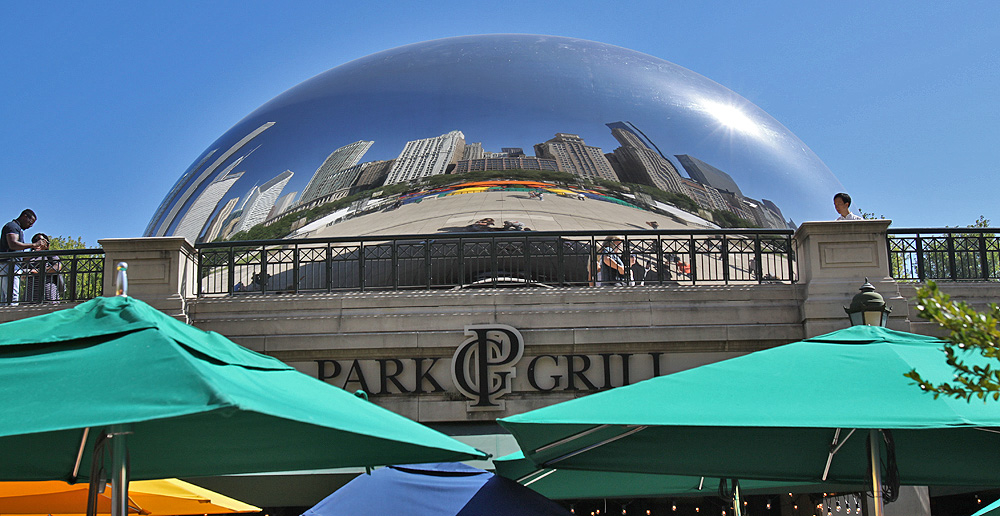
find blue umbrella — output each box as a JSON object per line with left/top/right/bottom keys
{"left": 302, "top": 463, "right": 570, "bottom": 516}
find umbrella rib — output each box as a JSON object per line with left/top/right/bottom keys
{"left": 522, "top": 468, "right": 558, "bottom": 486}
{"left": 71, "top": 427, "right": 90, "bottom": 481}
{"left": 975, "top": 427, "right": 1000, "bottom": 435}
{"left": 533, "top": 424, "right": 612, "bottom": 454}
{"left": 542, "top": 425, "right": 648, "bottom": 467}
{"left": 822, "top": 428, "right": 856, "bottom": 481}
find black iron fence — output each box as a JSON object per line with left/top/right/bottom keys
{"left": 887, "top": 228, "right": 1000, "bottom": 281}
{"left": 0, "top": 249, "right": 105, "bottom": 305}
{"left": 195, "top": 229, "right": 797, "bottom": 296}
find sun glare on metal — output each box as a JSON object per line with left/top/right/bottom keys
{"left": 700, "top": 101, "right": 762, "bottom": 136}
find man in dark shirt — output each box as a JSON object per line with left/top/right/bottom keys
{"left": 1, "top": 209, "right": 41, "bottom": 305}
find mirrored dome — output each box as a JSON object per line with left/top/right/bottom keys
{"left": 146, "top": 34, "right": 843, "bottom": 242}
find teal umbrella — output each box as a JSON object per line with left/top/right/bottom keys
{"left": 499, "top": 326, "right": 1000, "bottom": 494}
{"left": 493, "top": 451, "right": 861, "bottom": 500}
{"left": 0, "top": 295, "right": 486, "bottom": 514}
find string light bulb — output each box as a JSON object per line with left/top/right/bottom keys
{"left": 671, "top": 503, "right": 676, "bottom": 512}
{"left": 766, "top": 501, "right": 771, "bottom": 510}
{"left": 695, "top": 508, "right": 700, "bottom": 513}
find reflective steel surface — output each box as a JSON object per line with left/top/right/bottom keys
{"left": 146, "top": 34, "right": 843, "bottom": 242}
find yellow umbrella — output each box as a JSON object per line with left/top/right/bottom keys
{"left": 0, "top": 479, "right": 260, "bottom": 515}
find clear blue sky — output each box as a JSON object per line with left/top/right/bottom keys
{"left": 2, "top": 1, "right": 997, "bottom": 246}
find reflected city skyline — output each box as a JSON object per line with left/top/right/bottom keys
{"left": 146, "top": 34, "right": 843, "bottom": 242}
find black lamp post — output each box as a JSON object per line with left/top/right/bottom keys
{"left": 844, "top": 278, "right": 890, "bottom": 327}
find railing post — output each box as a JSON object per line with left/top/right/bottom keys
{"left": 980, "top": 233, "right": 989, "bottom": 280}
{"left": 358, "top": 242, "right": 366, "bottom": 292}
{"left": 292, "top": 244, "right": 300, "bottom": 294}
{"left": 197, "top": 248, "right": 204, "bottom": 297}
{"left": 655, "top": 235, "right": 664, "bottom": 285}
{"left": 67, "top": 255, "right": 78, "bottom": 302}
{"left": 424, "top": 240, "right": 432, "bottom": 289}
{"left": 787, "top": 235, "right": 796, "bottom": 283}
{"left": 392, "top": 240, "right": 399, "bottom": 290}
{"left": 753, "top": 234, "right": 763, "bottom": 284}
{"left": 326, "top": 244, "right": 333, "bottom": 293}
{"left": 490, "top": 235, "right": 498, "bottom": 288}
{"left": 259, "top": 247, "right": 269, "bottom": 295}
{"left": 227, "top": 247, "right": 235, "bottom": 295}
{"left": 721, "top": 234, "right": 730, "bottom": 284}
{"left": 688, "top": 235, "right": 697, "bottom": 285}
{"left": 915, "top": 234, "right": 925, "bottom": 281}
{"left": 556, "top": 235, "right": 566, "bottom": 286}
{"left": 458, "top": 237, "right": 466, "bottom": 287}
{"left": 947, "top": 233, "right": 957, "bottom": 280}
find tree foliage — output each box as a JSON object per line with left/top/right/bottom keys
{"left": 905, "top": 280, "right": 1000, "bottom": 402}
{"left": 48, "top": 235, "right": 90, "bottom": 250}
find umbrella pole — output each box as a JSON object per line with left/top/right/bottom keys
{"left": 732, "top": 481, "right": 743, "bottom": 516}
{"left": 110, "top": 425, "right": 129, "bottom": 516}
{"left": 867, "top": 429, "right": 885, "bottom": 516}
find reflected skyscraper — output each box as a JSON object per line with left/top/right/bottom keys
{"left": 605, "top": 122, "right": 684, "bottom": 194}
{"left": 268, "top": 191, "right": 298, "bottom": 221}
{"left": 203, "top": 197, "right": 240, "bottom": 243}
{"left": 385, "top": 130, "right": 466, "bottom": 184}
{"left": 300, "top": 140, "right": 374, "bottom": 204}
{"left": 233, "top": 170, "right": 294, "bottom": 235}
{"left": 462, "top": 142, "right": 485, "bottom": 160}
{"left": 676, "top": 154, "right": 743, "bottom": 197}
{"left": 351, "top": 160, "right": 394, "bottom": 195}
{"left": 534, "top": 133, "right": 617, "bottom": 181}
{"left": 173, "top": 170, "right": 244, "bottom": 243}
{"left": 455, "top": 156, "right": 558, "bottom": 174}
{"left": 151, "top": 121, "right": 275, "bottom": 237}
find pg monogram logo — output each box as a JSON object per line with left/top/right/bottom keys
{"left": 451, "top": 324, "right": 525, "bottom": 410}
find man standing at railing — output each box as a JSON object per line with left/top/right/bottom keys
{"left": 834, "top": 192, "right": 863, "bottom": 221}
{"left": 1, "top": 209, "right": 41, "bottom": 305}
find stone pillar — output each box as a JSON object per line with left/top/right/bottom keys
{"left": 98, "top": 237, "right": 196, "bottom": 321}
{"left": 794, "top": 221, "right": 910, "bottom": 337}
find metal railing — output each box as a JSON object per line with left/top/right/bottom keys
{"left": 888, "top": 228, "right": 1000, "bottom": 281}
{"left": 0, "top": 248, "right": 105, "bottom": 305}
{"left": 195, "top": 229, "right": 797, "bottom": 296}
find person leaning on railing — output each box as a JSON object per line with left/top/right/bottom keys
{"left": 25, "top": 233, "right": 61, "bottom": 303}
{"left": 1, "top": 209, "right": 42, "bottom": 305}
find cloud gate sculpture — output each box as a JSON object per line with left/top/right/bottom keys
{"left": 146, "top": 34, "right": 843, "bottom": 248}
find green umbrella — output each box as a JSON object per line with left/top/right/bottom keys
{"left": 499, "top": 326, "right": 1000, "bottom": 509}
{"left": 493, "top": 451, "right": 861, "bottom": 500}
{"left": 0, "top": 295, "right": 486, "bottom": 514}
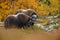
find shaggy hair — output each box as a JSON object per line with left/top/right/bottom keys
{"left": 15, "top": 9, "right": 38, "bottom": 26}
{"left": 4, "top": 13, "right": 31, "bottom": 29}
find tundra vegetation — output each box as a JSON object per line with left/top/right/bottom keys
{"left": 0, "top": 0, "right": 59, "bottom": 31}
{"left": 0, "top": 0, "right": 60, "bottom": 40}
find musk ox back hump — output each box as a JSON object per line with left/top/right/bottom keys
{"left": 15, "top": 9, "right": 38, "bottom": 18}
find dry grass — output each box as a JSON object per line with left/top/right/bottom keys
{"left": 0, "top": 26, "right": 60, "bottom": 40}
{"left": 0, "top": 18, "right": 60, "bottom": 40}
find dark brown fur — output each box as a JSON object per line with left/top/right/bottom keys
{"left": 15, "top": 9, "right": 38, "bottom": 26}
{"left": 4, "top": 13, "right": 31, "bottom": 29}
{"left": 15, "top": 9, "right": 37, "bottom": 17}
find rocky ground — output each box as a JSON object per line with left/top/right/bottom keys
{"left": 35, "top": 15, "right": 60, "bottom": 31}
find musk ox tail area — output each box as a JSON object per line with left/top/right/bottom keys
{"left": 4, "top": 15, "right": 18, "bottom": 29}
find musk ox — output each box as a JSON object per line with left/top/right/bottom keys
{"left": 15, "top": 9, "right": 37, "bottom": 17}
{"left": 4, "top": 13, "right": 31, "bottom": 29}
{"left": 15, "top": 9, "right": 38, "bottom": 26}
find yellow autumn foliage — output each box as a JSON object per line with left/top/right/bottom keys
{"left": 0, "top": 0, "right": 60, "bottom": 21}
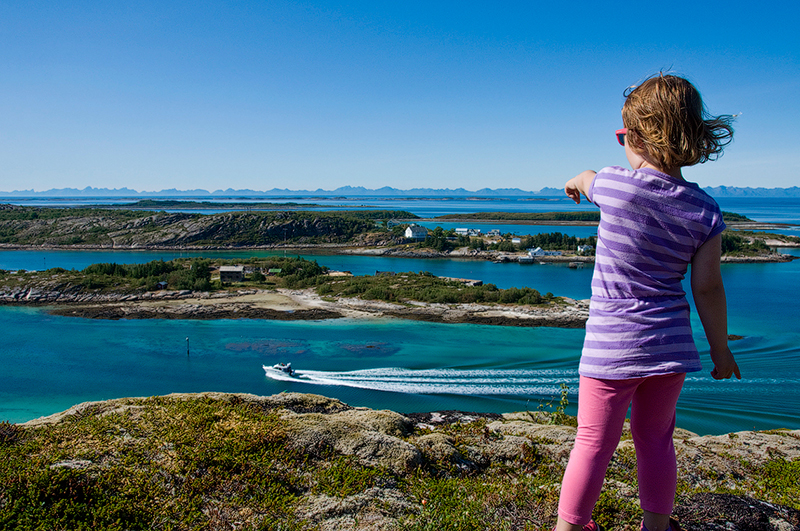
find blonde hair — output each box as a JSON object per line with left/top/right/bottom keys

────────────────────

What is needed ▸ No pictures should appear in the copy; write out exactly the lines from the one containing "find musk ox tail" through the end of the material.

Your solution ▸
find musk ox tail area — output each box as a JSON object per line with left/top/right/bottom keys
{"left": 4, "top": 15, "right": 18, "bottom": 29}
find musk ox — output each box as a JSON object per line with left/top/right/bottom keys
{"left": 15, "top": 9, "right": 37, "bottom": 17}
{"left": 4, "top": 13, "right": 31, "bottom": 29}
{"left": 15, "top": 9, "right": 38, "bottom": 26}
find yellow autumn foliage — output each box as a JSON object per line with left/top/right/bottom keys
{"left": 0, "top": 0, "right": 60, "bottom": 21}
find blonde hair — output each box as a JSON object per line with left/top/right/bottom keys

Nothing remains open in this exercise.